• **Excerpt**
It was a bit depressing having to attach the detached bumper of my mangled car on with a piece of rope. It's a bit depressing trying to figure out my finances and trying to figure out what I can afford to buy. Should I get something fun like my favorite looking car, the Mini-Cooper? Or should I go for the gas mileage and dependability of another Honda? It seems overwhelming to even think about. The accident night I huddled myself under my blankets and listened extra closely to Sergeant Phil Esterhaus say his famous line to the Hill Street cops, "Let's be careful out there."
So I let myself get distracted. The first season of Hill Street Blues was recently released on DVD. It's my all time favorite TV show that doesn't have "Buffy" in its title. I've quite enjoyed seeing the first 13 episodes again albeit for about the fiftieth time.
The show seems a little bit dated now- its multiple interlocking storylines that back then were ground breaking now are a pretty standard part of a lot of shows from Six Feet Under to 24 and a lot of shows in between. But what made Hill Street so innovative and brilliant was it was often a show more about mood than storytelling. The writers knew that life isn't naturally organized into neatly recognizable beginnings, middles, and ends. Rather life is often about random events that come out of nowhere that have no inherent meaning other than those which we desperately try to peg on them.
Hill Street was a show about chaos and confusion in a police precinct. At its moral center was the police captain, Sir Francis Furillo who with quiet fortitude tried to hold together a crumbling universe that included eccentric cops and criminals, screaming ex-wives, and one fabulous babe public defender.
It was following Frank's calm but world weary approach to life that came in handy for me this week. It was the day after the first snowstorm where the streets were bumpy with isolated patches of ice. I was on my way to work when I found myself behind a big black Jeep that kept hitting its brakes. So I went around it preferring a safer ride comprised of a slower pace and more space between me and the car in front of me.
A couple of miles down the road I came to a stop at a stoplight. I happened to glance in my rear view mirror and saw the Jeep approaching me at a speed that given the road conditions I knew couldn't possibly stop in time. Sure enough as I braced myself for the impact the Jeep smacked hard into the back of my poor little Honda Civic.
I was more than a little pissed that the driver wasn't taking the weather and road conditions more into proper account. I got out of my car and discovered that the driver was a nice smelling young woman who opened her door and apologized and mumbled something about trying to stop but couldn't avoid sliding into me. I asked her for her insurance information and she asked if my car was actually damaged. I pointed out that my bumper was hanging at an unnatural angle. She reached into her glove compartment and handed me a sheet of paper. I wrote down the information. I thought I had handled the incident/accident quite calmly and as we were parting ways the driver (Jazmin) said, "I hope you have a better rest of the day." I didn't know how to respond to that other than to say, "Mercy. You too."
Now my back, neck, and shoulder are stiff and sore and the appraiser Jazmin's insurance company sent out to look at my car told me my car is likely totaled.

• **Short exercise 1**
Condense the paragraph of the car accident account that begins "A couple of miles down the road" into a shorter version that keeps its main facts.
• **Short exercise 2**
Pick up the car accident account after its final sentence and carry it forward in the same voice.

(Labeled-object pointing items)
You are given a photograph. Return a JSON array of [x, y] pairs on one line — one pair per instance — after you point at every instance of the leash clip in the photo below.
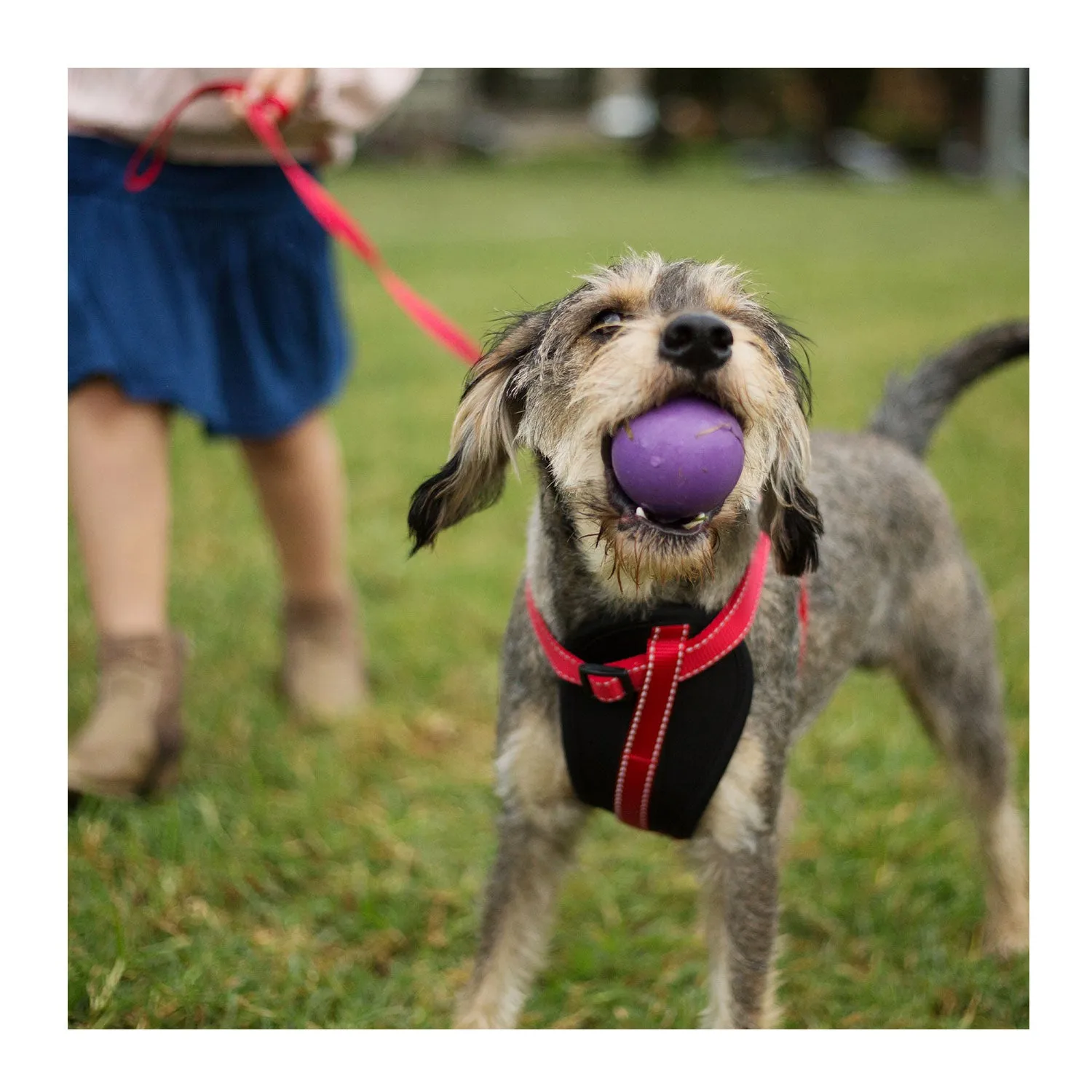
[[605, 670]]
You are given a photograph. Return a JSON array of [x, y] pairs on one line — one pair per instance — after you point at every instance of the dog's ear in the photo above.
[[794, 526], [790, 513], [483, 436]]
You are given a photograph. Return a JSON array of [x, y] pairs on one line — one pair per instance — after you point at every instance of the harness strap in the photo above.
[[641, 755], [615, 681], [264, 118], [802, 612]]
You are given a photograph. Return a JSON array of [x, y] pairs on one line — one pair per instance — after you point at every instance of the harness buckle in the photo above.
[[605, 670]]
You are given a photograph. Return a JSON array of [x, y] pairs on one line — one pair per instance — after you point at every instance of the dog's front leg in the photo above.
[[537, 834], [736, 852]]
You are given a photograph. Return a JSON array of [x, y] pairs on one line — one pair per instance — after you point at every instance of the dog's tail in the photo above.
[[912, 408]]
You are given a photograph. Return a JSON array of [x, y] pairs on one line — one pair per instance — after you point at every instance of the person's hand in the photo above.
[[288, 85]]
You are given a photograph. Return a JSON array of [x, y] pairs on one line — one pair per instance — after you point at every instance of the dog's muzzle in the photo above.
[[697, 342]]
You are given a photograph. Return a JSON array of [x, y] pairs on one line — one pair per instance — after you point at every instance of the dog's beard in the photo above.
[[644, 554]]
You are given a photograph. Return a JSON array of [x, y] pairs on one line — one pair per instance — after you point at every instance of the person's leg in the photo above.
[[119, 483], [301, 482]]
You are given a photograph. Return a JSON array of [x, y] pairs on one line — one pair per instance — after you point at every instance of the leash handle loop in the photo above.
[[264, 118]]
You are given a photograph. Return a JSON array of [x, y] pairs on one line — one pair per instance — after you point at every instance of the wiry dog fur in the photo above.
[[889, 580]]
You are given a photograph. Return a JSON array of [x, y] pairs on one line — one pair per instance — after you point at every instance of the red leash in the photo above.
[[264, 119]]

• **Exercise answer 1**
Stopped at a light a couple of miles later, I saw in my rear view mirror the Jeep approaching too fast to stop on those roads; I braced myself, and it hit the back of my Honda Civic hard.

• **Exercise answer 2**
The news was sad not that I'm usually one to name my car and have an emotional attachment to all the places it's taken me. Even though it's the first car I've bought all on my own and even though we've traveled over 100,000 miles together, this car never meant as much to me as my last Honda. That one drove Stephanie Jane (who inspired a novel), Alex, and Anita and was hard to scrap and let go. This one has ridden Cindy, Jennie, Michelle, Tara, and Amy and many friends both here and there.
I think I was in a state of shock long after the accident occurred. I came home and listened to a new CD, Jenny Lewis and the Watson Twins' Rabbit Fur Coat and was surprised by a wonderful cover of the Traveling Wilbury's "Handle with Care." The cover lacks Roy Orbison's operatic voice wail out "I'm so tired of being lonely/I still have so me love to give/Won't you show me that you really care?" And Lewis removes the "fobbed" off word in favor of another "F" word but God I was glad to hear the song again. Because I am tired of being beat up and battered around.
It was a bit depressing having to attach the detached bumper of my mangled car on with a piece of rope. It's a bit depressing trying to figure out my finances and trying to figure out what I can afford to buy. Should I get something fun like my favorite looking car, the Mini-Cooper? Or should I go for the gas mileage and dependability of another Honda? It seems overwhelming to even think about. The accident night I huddled myself under my blankets and listened extra closely to Sergeant Phil Esterhaus say his famous line to the Hill Street cops, "Let's be careful out there."
Monday, March 13, 2006
It Was a Gas
What people who aren't baseball fans (specifically) or sports fans (in general) don't appreciate is how having your very own team to nostalgically root for through the years can provide such a vital thread to the fabric of your life.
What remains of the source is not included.